What is needed
Write out the listing below again, precisely as it is given.

Source data
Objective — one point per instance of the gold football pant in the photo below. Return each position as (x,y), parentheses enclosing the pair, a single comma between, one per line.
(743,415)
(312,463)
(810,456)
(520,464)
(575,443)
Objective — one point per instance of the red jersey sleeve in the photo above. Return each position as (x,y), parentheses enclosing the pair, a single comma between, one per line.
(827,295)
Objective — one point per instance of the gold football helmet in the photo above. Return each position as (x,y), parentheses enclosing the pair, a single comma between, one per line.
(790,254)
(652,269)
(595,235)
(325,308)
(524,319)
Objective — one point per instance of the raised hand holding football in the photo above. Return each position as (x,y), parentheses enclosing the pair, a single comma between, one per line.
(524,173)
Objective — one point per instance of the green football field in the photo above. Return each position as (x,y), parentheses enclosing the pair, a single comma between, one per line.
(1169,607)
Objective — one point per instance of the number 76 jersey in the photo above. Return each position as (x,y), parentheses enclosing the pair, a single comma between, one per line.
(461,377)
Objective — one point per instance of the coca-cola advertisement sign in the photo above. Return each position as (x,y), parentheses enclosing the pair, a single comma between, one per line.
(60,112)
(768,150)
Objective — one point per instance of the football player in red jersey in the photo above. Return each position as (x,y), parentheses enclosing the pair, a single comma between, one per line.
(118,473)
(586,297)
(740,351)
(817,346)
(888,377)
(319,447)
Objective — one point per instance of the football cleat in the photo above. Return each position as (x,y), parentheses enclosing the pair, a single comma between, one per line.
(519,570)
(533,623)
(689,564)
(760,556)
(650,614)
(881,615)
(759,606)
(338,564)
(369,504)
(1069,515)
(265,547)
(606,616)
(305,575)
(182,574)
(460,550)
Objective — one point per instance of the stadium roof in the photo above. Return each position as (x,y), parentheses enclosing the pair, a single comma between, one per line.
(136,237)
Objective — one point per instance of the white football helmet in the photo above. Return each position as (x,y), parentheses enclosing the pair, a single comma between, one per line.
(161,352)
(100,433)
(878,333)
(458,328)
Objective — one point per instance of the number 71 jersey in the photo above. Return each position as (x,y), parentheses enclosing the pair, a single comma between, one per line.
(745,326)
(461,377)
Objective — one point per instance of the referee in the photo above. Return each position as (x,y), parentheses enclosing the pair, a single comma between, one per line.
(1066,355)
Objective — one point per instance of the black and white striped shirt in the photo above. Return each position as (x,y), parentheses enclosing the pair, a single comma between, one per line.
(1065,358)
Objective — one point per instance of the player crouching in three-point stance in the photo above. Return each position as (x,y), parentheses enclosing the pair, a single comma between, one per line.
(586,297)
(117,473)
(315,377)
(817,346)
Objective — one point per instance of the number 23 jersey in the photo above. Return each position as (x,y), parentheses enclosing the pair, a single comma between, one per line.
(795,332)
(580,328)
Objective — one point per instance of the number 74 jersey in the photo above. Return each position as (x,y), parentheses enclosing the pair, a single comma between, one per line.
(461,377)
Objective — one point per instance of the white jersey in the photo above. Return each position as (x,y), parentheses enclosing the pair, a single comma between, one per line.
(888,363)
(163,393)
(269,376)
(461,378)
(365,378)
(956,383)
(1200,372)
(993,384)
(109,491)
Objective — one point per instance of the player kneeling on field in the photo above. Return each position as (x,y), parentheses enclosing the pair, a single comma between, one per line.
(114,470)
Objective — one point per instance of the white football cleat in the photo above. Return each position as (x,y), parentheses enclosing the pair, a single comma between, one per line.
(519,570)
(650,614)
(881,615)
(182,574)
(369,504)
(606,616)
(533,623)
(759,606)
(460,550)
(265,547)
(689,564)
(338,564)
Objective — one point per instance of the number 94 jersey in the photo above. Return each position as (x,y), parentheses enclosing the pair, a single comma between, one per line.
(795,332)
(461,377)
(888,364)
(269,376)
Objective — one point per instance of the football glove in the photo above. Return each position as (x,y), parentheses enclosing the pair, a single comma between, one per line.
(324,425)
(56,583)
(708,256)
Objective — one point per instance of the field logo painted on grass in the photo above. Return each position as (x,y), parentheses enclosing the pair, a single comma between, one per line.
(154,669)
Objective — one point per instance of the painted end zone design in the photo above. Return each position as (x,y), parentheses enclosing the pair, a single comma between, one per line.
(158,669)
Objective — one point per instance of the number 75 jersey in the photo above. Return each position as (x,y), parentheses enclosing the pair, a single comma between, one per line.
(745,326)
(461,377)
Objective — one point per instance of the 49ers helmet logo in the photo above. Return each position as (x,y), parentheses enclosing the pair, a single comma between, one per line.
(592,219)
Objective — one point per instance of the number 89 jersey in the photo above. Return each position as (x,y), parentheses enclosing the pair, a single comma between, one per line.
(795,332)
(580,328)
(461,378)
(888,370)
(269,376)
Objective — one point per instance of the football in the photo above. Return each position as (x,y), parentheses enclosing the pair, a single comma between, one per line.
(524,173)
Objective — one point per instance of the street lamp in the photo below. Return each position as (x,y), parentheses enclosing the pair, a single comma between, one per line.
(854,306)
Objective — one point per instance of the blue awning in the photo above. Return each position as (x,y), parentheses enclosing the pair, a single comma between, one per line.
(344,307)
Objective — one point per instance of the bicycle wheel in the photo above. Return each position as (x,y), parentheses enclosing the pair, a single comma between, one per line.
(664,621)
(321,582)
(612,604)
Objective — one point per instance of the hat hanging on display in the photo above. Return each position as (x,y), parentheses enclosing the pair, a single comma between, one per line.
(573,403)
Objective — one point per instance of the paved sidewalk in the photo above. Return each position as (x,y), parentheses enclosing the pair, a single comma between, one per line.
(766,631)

The completed task
Objective — one point per instance of the gold football pant in the photo below. Return each position as (x,y), parentheses enclosing the pair, a single comma between, one per line.
(743,415)
(312,463)
(810,456)
(520,464)
(575,443)
Objective — one point per instance of the red jersey sleeve in the photo above. Return each position as (x,y), parentheses enclosing the pair, a single comma between, one per line.
(827,295)
Objective — one point per instance of the gold football helmet in the photo above. Return each position as (x,y), parentheses enclosing the pair, a single comma between, one per line.
(790,254)
(652,269)
(595,235)
(325,308)
(524,319)
Objective — one point per instance of the raised hand holding football in the photo above. Return each position as (x,y), parentheses enclosing the pair, a single comma between, one per line.
(524,173)
Objective — one point per instance of the green football field in the photo above. Return each position as (x,y), parentheses enclosing the pair, a single comma between, one per line.
(1169,607)
Objective — one point per instance of the number 76 jersey in the photo above. Return each position as (x,y), parentheses enclosing the pair, a single comma between, one per line.
(461,377)
Objective — one point per instance of the coca-cola advertisement sign in the photo above. Return each position as (x,y), parentheses enclosing the pair, a single comma between, one per line.
(60,112)
(768,150)
Objective — one point per instance of the football player in red jersey in the photo above. Return each position as (x,y), parentheses enclosing the pair, a single comma between, one per line.
(118,473)
(586,297)
(740,351)
(817,346)
(888,377)
(319,447)
Objective — one point per instance of the football cleat in the photo above. Return each position as (x,y), parentheses enclosing the pair, a single comma between, one per line.
(519,570)
(533,623)
(689,564)
(760,556)
(650,614)
(881,615)
(759,606)
(338,564)
(369,504)
(1069,515)
(265,547)
(606,616)
(305,575)
(182,574)
(460,550)
Objective — one point per instance of the stadium roof in the photo above. Return each position as (x,y), parentheses enclosing the pair, a single comma between, one per line.
(136,237)
Objective — one point per instance of the white football helmet in the photo above. Return each position as (x,y), parentheses enclosing the pair, a single comma between, one per line.
(161,352)
(100,433)
(878,333)
(458,328)
Objective — one point per instance of the number 71 jersey in the photo above. Return each position as (x,y), parentheses enclosing the pair, a single comma between, one per line.
(745,326)
(461,377)
Objective — one point per instance of the referee in the photo above. Return each position as (x,y), parentheses enclosing the pair, a single comma between, one per line.
(1066,355)
Objective — one point per instance of the black and white striped shirt in the photo above. Return each position as (x,y), parentheses enclosing the pair, a single comma between, one per line.
(1065,358)
Objective — one point per instance of the player crouching in three-point stance in the photo above. Return each position as (x,y), parentheses enclosing the pair, a single comma between, one per line.
(586,297)
(117,473)
(315,377)
(817,346)
Objective — one point per instance of the number 23 jersey in the photo above. Return each position as (x,y), parentheses enclosing the pair, a single comma between, one per line.
(795,332)
(580,328)
Objective — one point per instance of the number 74 jersey in the photo above. Return each position as (x,y), parentheses enclosing the pair, a single comma between, one per line.
(461,377)
Objective — one point per instance of the white jersey in the photo above. Return each position as (x,y), parentheses enclosing the pair, a single comma between, one per line.
(888,363)
(163,393)
(269,376)
(461,378)
(365,378)
(956,383)
(1200,372)
(993,384)
(109,491)
Objective — one point per instance of the player kneeling on field in the photo above. Return each position as (x,y), parentheses enclosing the pair, a single comma between, one per line.
(114,470)
Objective — one point per instance of the white football cleat in the photo above. Return each position as (x,y), parentheses enclosing the pair, a single comma between, one per line.
(519,570)
(650,614)
(881,615)
(182,574)
(369,504)
(606,616)
(533,623)
(759,606)
(460,550)
(265,547)
(689,564)
(338,564)
Objective — one point per instance of the number 94 jersey in the photo above. Return each position as (x,y), parentheses enclosing the pair, a single comma between, one per line.
(795,332)
(461,377)
(888,364)
(269,376)
Objective — one point per instance of the football glove in the photo above. Return each position as (x,y), parentheses enclosing the pair, a single comma between, one per line.
(324,425)
(56,583)
(708,256)
Objective — one point per instance of the field logo painted on grass in the photo above. Return each position as (x,y), parentheses enclosing the pair, a single comma between, one per line.
(154,669)
Objective — one point per instance of the painted end zone design in the photo above. Return each position as (x,y), parentheses enclosing the pair, a single comma between, one per line.
(158,669)
Objective — one point per instance of the number 75 jersey in the photo above. Return each position as (x,y), parentheses enclosing the pair, a single comma between, one per line.
(745,326)
(461,377)
Objective — one point per instance of the 49ers helmet logo in the photo above. Return each position as (x,y), parentheses enclosing the pair, a single comma between, one per line.
(592,219)
Objective — one point per instance of the number 89 jersey in the photo above. Return each position as (x,y), parentheses enclosing the pair, a single comma between, one per line.
(795,332)
(580,328)
(461,378)
(888,370)
(269,376)
Objective — one point per instance of the football in the photo above. Return each position as (x,y), parentheses enclosing the pair, a single comma between, one per line.
(524,173)
Objective — one point per instance of the street lamp in the photo below. Return each position as (x,y), parentheses enclosing the pair, a single comma between, one per line.
(854,306)
Objective — one point per instance of the blue awning in the photo above. Return each position as (x,y), parentheses enclosing the pair, a single comma between, one per line.
(344,307)
Objective — one point per instance of the bicycle wheel in the photo above. Return each position as (x,y), parentheses enclosing the pair, a single comma between, one per line.
(664,621)
(321,582)
(612,604)
Objective — one point per instance of the hat hanging on display in the photo above. Return each position as (x,y), parentheses enclosing the pair, a single comma between, one per line.
(573,403)
Objective — one point per instance of the paved sidewalk in the photo above. Return each position as (x,y), parentheses enclosing the pair, a single comma between, one per line.
(766,631)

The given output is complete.